SET TASK: Collect each line of the entries below that contains the word "every", and copy those lines in full.

RECORDS FOR THE EXERCISE:
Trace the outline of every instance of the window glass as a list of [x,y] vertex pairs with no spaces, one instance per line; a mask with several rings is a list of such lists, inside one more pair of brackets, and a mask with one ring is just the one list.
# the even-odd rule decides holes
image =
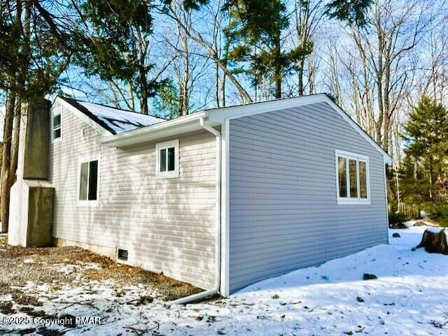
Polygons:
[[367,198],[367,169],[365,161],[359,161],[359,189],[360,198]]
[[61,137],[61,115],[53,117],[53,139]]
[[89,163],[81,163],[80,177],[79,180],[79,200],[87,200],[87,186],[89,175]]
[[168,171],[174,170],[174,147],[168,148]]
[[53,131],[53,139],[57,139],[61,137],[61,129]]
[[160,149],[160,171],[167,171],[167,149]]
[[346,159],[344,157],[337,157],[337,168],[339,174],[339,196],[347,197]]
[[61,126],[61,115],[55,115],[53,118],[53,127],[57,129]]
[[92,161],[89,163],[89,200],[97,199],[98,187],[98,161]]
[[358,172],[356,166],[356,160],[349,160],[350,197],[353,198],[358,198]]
* * *
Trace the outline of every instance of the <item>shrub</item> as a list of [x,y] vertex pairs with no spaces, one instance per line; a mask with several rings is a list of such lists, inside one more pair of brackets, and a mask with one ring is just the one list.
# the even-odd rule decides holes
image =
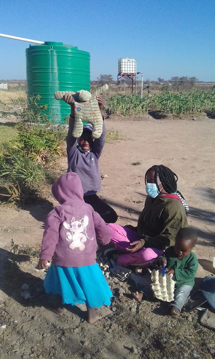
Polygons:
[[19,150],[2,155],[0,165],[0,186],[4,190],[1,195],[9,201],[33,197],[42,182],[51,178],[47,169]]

REPLY TO THE TASK:
Trace the outline of every instance of the window glass as a list of [x,y] vertex pairs with no spaces, one instance per line; a mask with several rings is a list of such lists, inside one more pair of brackets, and a mask with one ring is just the one list.
Trace the outline of every instance of the <item>shrub</item> as a list of [x,y] vertex pairs with no spaces, one instance per line; a mask with several rings is a list of such lists, inside one more pair of brackets, and a mask with one ring is just the one list.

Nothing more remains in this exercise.